Work task >>
Repeat each entry verbatim.

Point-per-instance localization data
----
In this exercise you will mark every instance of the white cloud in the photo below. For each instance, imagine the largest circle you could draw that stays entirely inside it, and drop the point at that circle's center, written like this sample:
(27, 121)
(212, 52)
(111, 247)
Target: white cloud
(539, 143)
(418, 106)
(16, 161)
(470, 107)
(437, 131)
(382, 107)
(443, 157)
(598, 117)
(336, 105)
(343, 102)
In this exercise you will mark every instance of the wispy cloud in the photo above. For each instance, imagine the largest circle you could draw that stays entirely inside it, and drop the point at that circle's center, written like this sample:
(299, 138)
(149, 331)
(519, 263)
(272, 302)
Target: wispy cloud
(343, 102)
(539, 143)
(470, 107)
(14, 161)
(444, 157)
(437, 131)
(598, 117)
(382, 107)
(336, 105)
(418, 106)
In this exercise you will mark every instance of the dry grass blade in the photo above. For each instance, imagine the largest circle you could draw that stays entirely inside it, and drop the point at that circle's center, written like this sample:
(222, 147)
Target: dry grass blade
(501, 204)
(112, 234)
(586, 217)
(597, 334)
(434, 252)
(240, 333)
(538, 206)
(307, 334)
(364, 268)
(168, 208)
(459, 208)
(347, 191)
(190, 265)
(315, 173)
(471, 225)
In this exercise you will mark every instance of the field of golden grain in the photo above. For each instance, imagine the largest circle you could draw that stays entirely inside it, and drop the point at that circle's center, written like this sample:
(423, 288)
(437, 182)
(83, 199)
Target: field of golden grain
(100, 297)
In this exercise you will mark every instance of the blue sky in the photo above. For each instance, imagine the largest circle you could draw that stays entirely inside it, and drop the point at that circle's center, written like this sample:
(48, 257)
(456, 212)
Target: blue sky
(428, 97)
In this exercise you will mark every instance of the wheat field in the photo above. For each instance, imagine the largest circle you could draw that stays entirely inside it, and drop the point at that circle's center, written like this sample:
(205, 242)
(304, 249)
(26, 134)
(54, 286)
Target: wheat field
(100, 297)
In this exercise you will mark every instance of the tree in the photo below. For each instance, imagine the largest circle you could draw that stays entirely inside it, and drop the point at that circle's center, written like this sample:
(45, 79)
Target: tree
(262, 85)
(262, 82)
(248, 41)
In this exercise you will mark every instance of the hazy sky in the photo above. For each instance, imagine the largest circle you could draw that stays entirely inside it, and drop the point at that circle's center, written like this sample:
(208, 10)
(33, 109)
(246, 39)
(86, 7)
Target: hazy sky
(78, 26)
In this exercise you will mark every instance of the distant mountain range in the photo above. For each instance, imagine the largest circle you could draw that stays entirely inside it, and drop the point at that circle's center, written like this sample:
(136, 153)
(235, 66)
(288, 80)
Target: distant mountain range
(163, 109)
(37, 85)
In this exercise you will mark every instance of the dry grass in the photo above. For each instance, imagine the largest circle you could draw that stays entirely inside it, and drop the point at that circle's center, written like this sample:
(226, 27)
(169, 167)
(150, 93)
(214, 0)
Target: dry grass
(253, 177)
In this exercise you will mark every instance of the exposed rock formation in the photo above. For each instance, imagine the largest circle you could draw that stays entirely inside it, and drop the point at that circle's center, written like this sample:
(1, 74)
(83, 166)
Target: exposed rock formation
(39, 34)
----
Task output >>
In this exercise you will mark every instance of the white cloud in the photo below. For each instance, imagine the largest circle you could draw that stays entirely inside it, and drop the point at that circle's center, written like this sample:
(27, 121)
(212, 52)
(111, 247)
Target: white cloud
(539, 143)
(418, 106)
(16, 161)
(470, 107)
(437, 131)
(382, 107)
(443, 157)
(598, 117)
(336, 105)
(343, 102)
In this exercise you will mark every instance of the wispy cloud in the photo above. For each instance, imagine the largest circle you could draw that stays entirely inside it, and drop the point at that circle's center, written like this sample:
(299, 138)
(149, 331)
(519, 263)
(272, 302)
Target: wispy cloud
(343, 102)
(539, 143)
(470, 107)
(14, 161)
(444, 157)
(437, 131)
(598, 117)
(382, 107)
(336, 105)
(418, 106)
In this exercise you will mark every instance of the dry grass blade in the photo above. For each instance, imagine the largest circle you could draw that stays entirely inside it, and drop the point at that circle's center, written like this sample:
(222, 147)
Target: dry grass blade
(501, 204)
(112, 234)
(586, 217)
(597, 334)
(434, 252)
(240, 333)
(538, 206)
(307, 334)
(364, 268)
(168, 208)
(459, 208)
(347, 191)
(190, 265)
(315, 173)
(471, 225)
In this exercise you will mark every instance of the field of golden grain in the photo above. For each instance, imagine the largest circle you could draw that stays entirely inside it, and drop the point at that circle's center, written like this sample:
(423, 288)
(437, 182)
(83, 199)
Target: field of golden grain
(100, 297)
In this exercise you will mark every instance of the blue sky in the photo above. For each instance, imagine the largest circle you could draw that stays entirely inside it, and drop the point at that circle's center, written like this sample:
(48, 257)
(456, 212)
Target: blue sky
(428, 97)
In this exercise you will mark every instance of the wheat field in the photo above. For each instance, imagine the largest circle you could draw that stays entirely inside it, and drop the point at that circle's center, written like this sample:
(205, 242)
(304, 249)
(26, 134)
(54, 286)
Target: wheat field
(100, 297)
In this exercise you will mark every instance of the tree in the photo below. For each instance, imagine the largest circle you could draw that stays entirely inside it, and drop the point at that circle's center, written like this sample:
(45, 79)
Target: tree
(262, 85)
(262, 82)
(248, 41)
In this exercise you will mark every instance of the hazy sky in the photo above. For each instance, imagine the largest circle you could draw that stays entirely inside it, and drop the point at that circle's center, written like this sample:
(208, 10)
(33, 109)
(246, 39)
(86, 7)
Target: hazy sky
(78, 26)
In this exercise you will mark every instance of the distant mountain range in the photo above. For each instance, imagine the largest circle you could draw that stays entirely inside it, and drop the point at that circle's center, written like this sample:
(136, 153)
(235, 66)
(288, 80)
Target: distant mountain range
(163, 109)
(37, 85)
In this exercise you will mark every instance of the dry grass in the photo above. For each instance, imagine the largest circle you could draw that stays entirely inside it, and drop the point at that circle's center, written like this sample:
(226, 27)
(169, 167)
(150, 93)
(214, 0)
Target: dry grass
(253, 177)
In this exercise you will mark every instance of the exposed rock formation in the photo above. For each instance, imagine the largest circle you could draw that stays entirely inside it, and drop the point at that circle's center, written like this sample:
(1, 74)
(83, 166)
Target: exposed rock formation
(39, 34)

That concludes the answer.